━━━ Documento de origem ━━━

Marthin Luther King afirmou, ainda na década de 60, que sonhava em um dia ver as pessoas sendo julgadas por sua personalidade e não pela cor da sua pele. Cinco décadas se passaram depois do simbólico discurso “I have a dream” – feito durante a Marcha sobre Washington – e o sonho desse ativista, que foi assassinado nos Estados Unidos após liderar o movimento pelos direitos civis dos negros, continua sendo um sonho.
Sou obrigado a reconhecer isso ao notar a aproximação e a trivialização de demonstrações de racismo e de preconceito. Em pleno ano de 2014, em pleno Rio Grande do Sul, em plena Região Central do Estado, poucos dias atrás, um vereador negro de São Vicente do Sul, o companheiro Joel Marques, foi vítima de ofensas de cunho racista dentro do próprio Parlamento Municipal, no momento que destacava a relevância do Dia Nacional da Consciência Negra. E o mais grave: a injúria partiu de um colega de vereança.
Quando nos deparamos com um fato como esse, que transcorreu em meio a uma sessão plenária pública e cujo áudio está gravado integralmente, o primeiro sentimento é o de desolação e de impotência. Se numa Câmara de Vereadores, que é o palco da democracia, o racismo se manifesta de forma tão explícita, é de se imaginar o que pode acontecer em outros locais onde a pluralidade de opiniões é mais restrita.

━━━

# Perguntas a responder
a) Liste todos os países, estados e cidades mencionados no texto sobre racismo.
b) Segundo o texto sobre racismo, de quem partiu a injúria contra o vereador Joel Marques?
c) Dê sequência ao texto sobre racismo a partir do ponto em que ele termina.

━━━ Informações extraídas ━━━

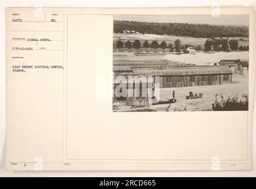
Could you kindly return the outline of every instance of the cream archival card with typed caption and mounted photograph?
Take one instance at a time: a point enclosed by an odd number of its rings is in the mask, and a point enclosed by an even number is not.
[[[7,170],[252,169],[252,8],[5,12]]]

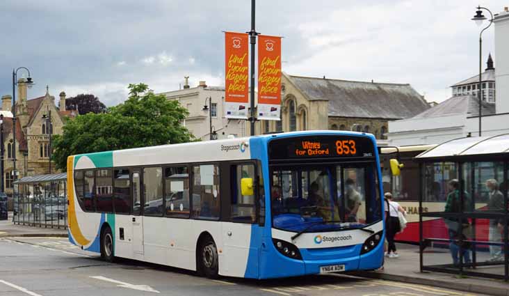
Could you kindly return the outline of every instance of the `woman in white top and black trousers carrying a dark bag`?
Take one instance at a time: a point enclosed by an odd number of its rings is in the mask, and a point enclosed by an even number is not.
[[[386,218],[385,218],[385,229],[386,229],[386,235],[387,235],[387,242],[389,244],[387,248],[387,254],[386,256],[389,258],[398,258],[399,255],[396,252],[396,244],[394,243],[394,236],[396,236],[396,233],[402,231],[401,224],[399,221],[398,212],[401,212],[403,215],[405,215],[405,210],[401,208],[401,205],[399,203],[396,203],[396,201],[392,201],[392,194],[390,192],[386,192],[384,194],[385,196],[385,212],[386,212]]]

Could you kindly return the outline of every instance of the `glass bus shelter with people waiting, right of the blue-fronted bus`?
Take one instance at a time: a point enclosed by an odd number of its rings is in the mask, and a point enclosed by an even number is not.
[[[509,279],[509,134],[442,143],[415,158],[421,271]]]

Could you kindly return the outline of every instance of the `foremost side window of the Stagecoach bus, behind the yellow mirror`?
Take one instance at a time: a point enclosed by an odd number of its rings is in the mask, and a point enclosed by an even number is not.
[[[241,180],[255,180],[254,164],[239,164],[231,167],[232,173],[232,205],[231,215],[234,222],[256,222],[256,204],[253,195],[242,195]]]

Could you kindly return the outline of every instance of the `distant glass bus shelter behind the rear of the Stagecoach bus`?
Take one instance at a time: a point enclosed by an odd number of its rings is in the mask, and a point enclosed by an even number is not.
[[[16,180],[13,197],[14,224],[67,228],[67,173]]]

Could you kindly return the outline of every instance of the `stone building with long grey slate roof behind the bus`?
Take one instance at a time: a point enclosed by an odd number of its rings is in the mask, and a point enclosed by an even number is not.
[[[347,81],[282,74],[282,120],[261,120],[258,133],[353,130],[386,139],[389,120],[429,108],[410,84]],[[248,131],[249,132],[249,131]]]

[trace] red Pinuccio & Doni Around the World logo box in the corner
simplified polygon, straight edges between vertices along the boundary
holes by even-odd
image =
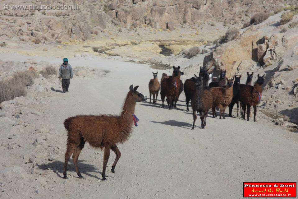
[[[243,182],[243,197],[297,197],[296,182]]]

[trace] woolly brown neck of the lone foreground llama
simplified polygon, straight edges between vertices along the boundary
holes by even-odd
[[[131,91],[128,92],[126,96],[122,110],[121,118],[132,124],[132,114],[135,113],[135,99],[133,98]]]

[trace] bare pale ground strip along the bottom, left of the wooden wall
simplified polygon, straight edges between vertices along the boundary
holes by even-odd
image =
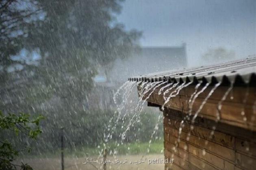
[[[97,159],[97,156],[90,157],[90,159]],[[164,164],[150,164],[148,165],[148,159],[164,159],[163,154],[151,154],[151,155],[118,155],[116,159],[120,161],[127,160],[125,164],[114,164],[113,157],[107,157],[107,160],[112,161],[112,163],[107,164],[107,170],[163,170]],[[101,158],[100,158],[101,159]],[[99,159],[99,160],[100,160]],[[140,161],[143,159],[145,163],[137,164],[134,161]],[[61,159],[60,158],[27,158],[22,159],[17,162],[23,161],[28,163],[33,167],[34,170],[61,170]],[[98,163],[87,163],[83,164],[86,161],[84,157],[65,157],[65,170],[97,170],[100,169],[100,164]],[[132,164],[129,164],[132,161]]]

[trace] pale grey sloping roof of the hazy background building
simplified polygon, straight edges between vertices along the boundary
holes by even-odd
[[[169,47],[141,47],[126,59],[117,59],[108,72],[112,81],[123,83],[133,75],[143,75],[187,66],[186,44]]]

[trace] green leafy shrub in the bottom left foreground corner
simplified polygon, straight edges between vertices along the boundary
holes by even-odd
[[[10,139],[6,138],[11,132],[15,132],[16,136],[20,133],[26,135],[28,138],[36,139],[37,136],[42,132],[39,128],[39,122],[43,119],[42,116],[30,119],[30,115],[19,113],[19,115],[8,114],[4,115],[0,111],[0,170],[16,170],[20,167],[22,170],[32,170],[28,164],[16,165],[13,164],[15,157],[19,155],[21,151],[30,152],[30,147],[24,149],[17,149],[10,142]]]

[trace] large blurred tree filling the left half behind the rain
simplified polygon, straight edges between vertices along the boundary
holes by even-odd
[[[114,14],[121,11],[121,2],[27,0],[27,4],[34,4],[37,15],[18,28],[24,32],[17,38],[19,48],[13,53],[5,49],[4,52],[11,62],[13,54],[20,50],[34,52],[40,60],[37,65],[28,64],[17,56],[15,62],[22,63],[24,68],[2,74],[9,78],[2,81],[6,83],[0,89],[4,113],[44,113],[48,123],[43,125],[42,138],[51,139],[51,147],[58,146],[54,138],[58,127],[72,131],[80,114],[85,114],[97,68],[106,68],[117,58],[128,57],[139,47],[141,32],[127,32],[115,21]],[[8,49],[7,45],[4,47]]]

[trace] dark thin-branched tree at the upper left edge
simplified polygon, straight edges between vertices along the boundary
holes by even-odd
[[[22,47],[22,40],[28,35],[27,28],[33,24],[41,9],[33,0],[0,1],[0,78],[5,80],[7,69],[12,64],[24,64],[11,59]]]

━━━

# Respostas por tarefa
a) Washington, Estados Unidos, Rio Grande do Sul, São Vicente do Sul

b) De um colega de vereança.

c)
Porém, o sentimento não deve ser de resignação. O sentimento deve ser de reação e de ação contra a discriminação. Corretamente, a própria vítima do caso denunciou o fato ao Ministério Público e a Polícia Civil e cobrará a devida reparação a ele e a sua família, tendo em vista que a sua esposa e a sua filha também foram atingidas pelas ofensas. Nós, na condição de vice-presidente da Comissão de Direitos Humanos da Assembleia Legislativa, relatamos a vergonhosa ocorrência ao Parlamento. O repúdio dos deputados foi geral e a Assembleia encaminhará uma moção de solidariedade ao vereador Joel.
No entanto, tão relevante quanto nos determos neste caso peculiar, é observar que, ao contrário do que alguns setores entendem, o tema do preconceito é, de fato, um problema concreto no Brasil e no Rio Grande. Ainda não chegamos ao ponto de, como acontece na Europa, vaiarmos jogadores negros em estádios de futebol pelo simples fato de estarem ali, vivos e competindo como qualquer outra pessoa. Porém, o racismo ainda está enraizado no país e, por vezes, emerge de modo abrupto. Isto precisa ser combatido. Combatido no campo das ideias e pela via da não-violência, como bem ensinou Luther King.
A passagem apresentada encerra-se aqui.